____ Extrait source

Socio-économique, Entreprise

Wavre ( ?), Namur circa 1657-1659


En pays wallon, depuis plusieurs générations, l’industrie du verre se concentre principalement dans le Hainaut. Au XVe siècle, des familles d’origine italienne font évoluer les techniques, de même que des Lorrains. Le plus souvent, une fournaise est implantée en un endroit et des verriers ambulants obtiennent le droit de fabrication. Le comté de Namur paraît quelque peu à l’écart d’une activité qui s’implante aussi en principauté de Liège et dans la partie romane du Brabant, et est principalement contrôlée par la famille des Colnet. Dans la première moitié du XVIIe siècle, Thiéry Lambotte va tenter d’introduire durablement la fabrication du verre dans le Namurois et, si son entreprise n’est pas couronnée du succès qu’il espérait, il reste l’un des premiers verriers, sur le continent européen, à avoir recours à la houille à la place du charbon de bois (1643).

Originaire de Wavre où son père faisait commerce du verre, Thiéry (ou Thiry) Lambotte vient s’installer dans le Namurois à l’entame du XVIIe siècle. En fait, son père Jean avait dû essuyer les plaintes des marchands de verre de Namur se plaignant qu’un « étranger » puisse fournir les vitres du collège des Jésuites de la cité mosane. Ne parvenant pas à trouver place lui-même au sein du métier des merciers de Namur, Jean fait admettre son fils, Thiéry (1619), qui, très vite, est inscrit dans la bourgeoisie de Namur (1622). Marchand de verre à vitres et miroirs, il s’approvisionne auprès de verriers Lorrains établis à Baisy-Thy. Jusque dans les années 1630, ses affaires sont prospères, mais il cherche à se démarquer en se présentant comme « peintre sur verre ».

________
____ Entrées répertoriées

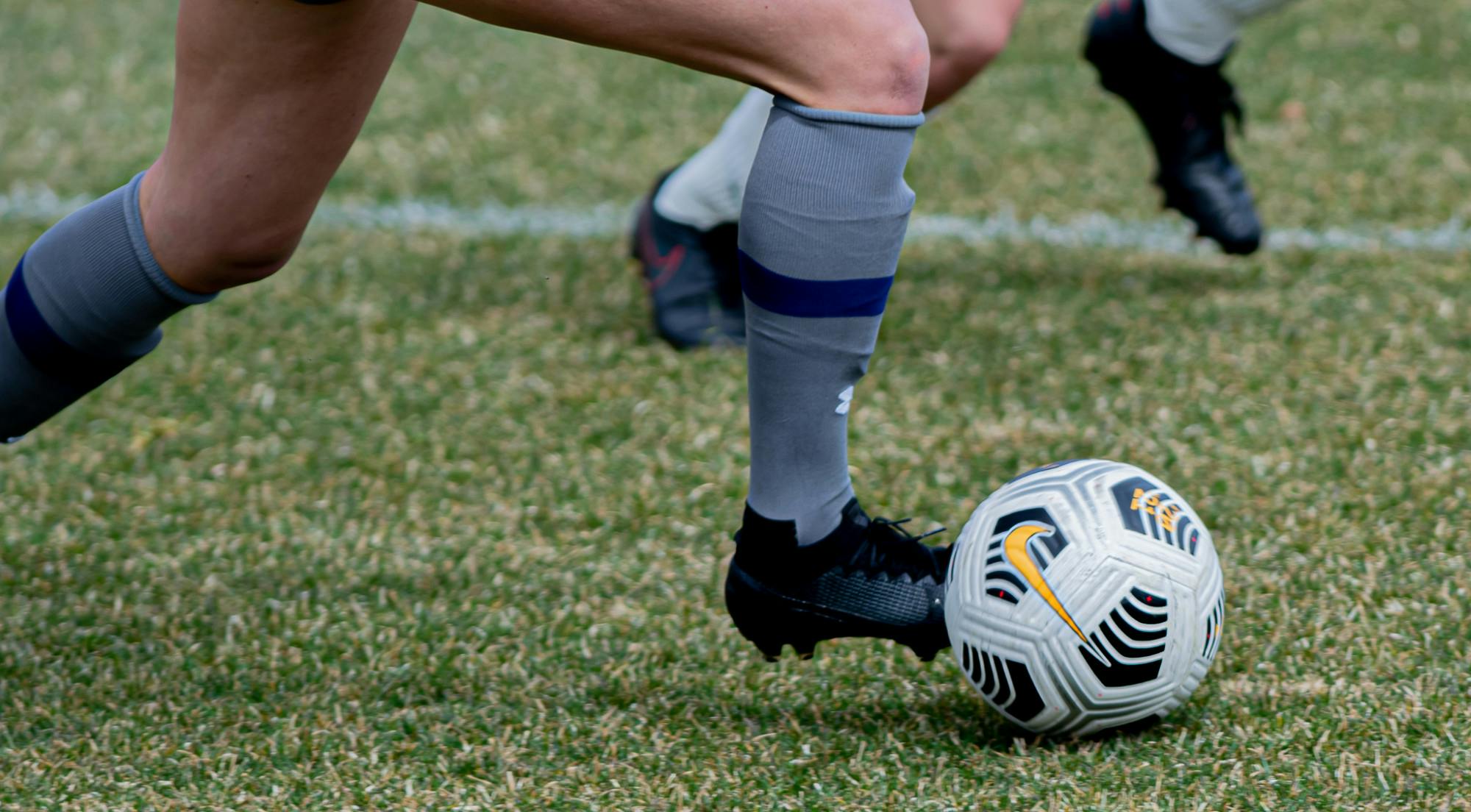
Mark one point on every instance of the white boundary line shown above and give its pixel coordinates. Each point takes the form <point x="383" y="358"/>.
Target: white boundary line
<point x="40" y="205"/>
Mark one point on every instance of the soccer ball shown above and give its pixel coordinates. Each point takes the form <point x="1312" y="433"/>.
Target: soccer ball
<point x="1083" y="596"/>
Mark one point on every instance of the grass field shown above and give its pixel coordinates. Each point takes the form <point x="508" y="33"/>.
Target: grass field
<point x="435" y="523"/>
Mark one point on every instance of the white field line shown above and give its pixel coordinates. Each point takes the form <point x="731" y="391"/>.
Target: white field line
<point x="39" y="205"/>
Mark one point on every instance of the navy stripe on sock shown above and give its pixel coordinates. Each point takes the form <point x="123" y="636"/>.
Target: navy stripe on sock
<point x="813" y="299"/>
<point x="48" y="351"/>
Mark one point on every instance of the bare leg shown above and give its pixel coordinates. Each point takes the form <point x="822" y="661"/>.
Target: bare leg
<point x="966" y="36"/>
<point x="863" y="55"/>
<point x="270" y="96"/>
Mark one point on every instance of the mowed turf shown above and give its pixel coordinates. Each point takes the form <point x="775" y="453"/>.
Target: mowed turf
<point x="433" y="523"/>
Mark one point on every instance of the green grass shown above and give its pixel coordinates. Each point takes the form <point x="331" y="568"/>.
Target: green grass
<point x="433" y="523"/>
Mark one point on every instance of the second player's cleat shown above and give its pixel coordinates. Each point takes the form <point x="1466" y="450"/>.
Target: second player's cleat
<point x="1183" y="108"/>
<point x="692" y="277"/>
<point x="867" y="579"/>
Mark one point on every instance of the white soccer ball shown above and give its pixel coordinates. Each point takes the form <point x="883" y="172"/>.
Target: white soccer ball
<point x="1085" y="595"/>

________
____ Entrées répertoriées

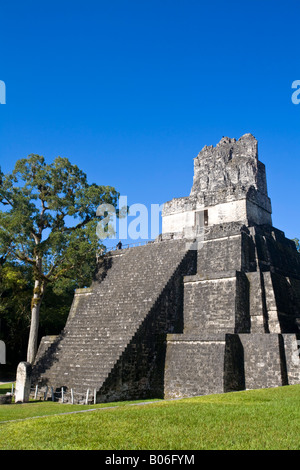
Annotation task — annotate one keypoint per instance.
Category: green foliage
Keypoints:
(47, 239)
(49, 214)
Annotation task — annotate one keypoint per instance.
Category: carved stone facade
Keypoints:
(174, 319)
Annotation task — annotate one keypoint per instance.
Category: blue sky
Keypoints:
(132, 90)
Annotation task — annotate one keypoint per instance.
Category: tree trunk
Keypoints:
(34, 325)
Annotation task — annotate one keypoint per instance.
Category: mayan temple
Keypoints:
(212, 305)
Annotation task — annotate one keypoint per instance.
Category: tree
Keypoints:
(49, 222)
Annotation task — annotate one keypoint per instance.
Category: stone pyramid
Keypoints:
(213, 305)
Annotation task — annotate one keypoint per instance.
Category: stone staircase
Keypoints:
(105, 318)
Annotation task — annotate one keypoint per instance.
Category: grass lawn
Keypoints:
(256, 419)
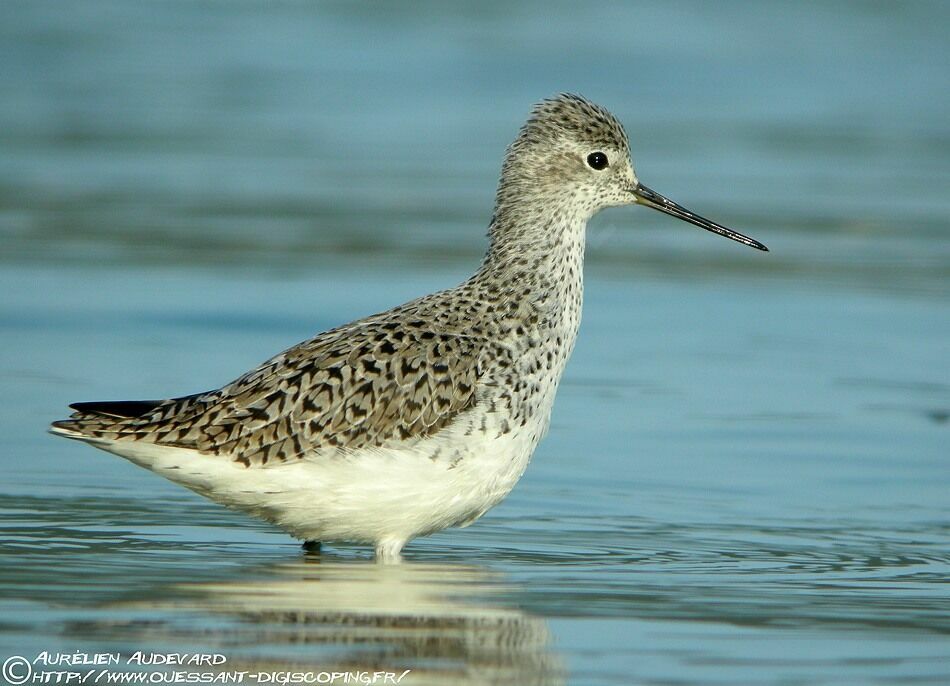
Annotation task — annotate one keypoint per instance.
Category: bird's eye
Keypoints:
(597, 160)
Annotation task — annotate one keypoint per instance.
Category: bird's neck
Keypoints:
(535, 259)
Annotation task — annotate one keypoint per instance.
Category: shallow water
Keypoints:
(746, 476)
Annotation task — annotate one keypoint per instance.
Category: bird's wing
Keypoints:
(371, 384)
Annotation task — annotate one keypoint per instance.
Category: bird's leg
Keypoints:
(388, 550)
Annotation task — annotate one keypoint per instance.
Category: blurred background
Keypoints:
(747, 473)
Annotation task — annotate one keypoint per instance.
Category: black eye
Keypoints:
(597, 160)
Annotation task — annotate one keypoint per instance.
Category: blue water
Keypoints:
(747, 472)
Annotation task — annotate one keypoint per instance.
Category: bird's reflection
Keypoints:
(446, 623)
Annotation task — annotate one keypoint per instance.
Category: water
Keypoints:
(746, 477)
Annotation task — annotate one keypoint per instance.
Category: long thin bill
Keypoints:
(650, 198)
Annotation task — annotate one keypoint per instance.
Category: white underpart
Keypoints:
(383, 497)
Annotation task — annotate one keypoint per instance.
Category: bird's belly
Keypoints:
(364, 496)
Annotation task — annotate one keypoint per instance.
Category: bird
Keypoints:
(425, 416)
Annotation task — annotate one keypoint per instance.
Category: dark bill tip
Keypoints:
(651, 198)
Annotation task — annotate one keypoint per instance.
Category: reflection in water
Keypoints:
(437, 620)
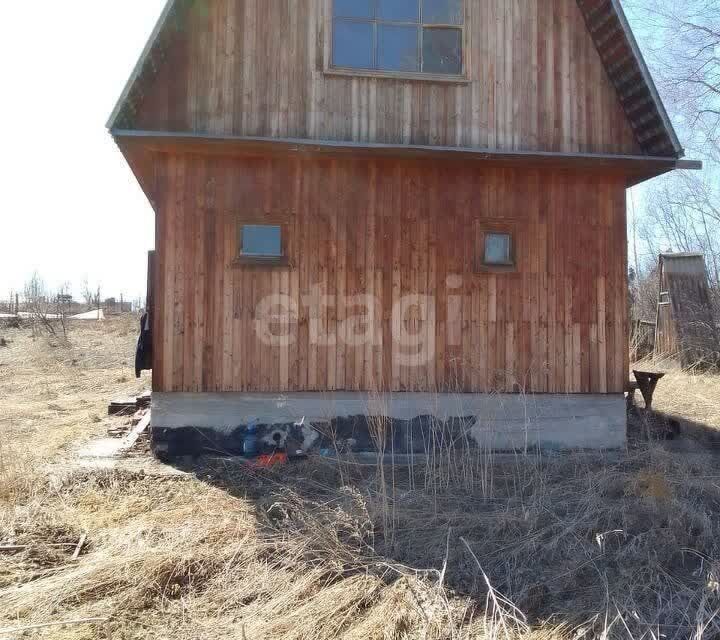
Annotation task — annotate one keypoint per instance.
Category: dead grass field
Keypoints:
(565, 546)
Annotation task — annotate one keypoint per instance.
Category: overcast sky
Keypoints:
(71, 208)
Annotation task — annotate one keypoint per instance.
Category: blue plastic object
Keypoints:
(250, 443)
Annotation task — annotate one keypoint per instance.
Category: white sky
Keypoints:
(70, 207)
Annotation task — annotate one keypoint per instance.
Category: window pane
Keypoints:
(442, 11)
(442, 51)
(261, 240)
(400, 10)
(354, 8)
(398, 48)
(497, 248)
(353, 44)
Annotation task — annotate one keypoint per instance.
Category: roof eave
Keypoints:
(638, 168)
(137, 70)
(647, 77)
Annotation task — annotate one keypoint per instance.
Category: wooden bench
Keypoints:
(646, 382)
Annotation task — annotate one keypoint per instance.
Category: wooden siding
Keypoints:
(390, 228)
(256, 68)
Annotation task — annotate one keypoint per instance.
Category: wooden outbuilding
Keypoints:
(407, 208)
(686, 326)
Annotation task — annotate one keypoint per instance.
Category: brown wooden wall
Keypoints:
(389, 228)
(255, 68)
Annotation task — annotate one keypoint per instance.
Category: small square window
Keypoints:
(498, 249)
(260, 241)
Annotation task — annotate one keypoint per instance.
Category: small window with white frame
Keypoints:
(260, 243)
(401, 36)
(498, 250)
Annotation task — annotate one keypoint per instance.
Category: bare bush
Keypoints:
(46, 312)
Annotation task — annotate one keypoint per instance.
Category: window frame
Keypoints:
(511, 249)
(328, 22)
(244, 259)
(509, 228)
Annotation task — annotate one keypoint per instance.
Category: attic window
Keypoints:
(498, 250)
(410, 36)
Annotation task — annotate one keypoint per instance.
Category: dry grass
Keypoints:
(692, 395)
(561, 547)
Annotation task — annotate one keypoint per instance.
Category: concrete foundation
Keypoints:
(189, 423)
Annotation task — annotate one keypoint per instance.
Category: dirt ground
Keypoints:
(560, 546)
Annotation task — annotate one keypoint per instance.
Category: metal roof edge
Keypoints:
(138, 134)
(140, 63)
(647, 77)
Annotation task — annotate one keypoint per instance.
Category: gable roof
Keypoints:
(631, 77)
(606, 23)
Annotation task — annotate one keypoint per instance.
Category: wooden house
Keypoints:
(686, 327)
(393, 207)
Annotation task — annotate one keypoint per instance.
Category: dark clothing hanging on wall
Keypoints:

________

## Travail demandé
A: D'après l'extrait sur Thiéry Lambotte, en quelle année a-t-il eu recours à la houille à la place du charbon de bois ?
B: Poursuivez l'extrait sur Thiéry Lambotte à partir de sa dernière phrase.

## Réponses fournies
A: En 1643.

B:
Par ailleurs, le contexte est troublé par les guerres à répétition dans l’espace wallon ; le climat d’insécurité a fait fuir les verriers étrangers, le verre se raréfie et, par conséquent, le verre de Hollande tend à envahir le marché des Pays-Bas, en même temps que le prix du verre est en forte hausse au milieu des années 1620. En 1625, Lambotte plaide si bien sa cause qu’il obtient aisément l’autorisation d’établir à Namur « une fabrique pour faire du verre propre à faire verrières ». Ayant obtenu les privilèges nécessaires pour construire ses propres fours, il reste pourtant tributaire des ouvriers lorrains pour assurer sa production. Le sol namurois paraissant présenter des qualités particulières pour la verrerie, Lambotte doit découvrir les secrets des maîtres verriers lorrains, s’il veut fabriquer lui-même un verre de qualité.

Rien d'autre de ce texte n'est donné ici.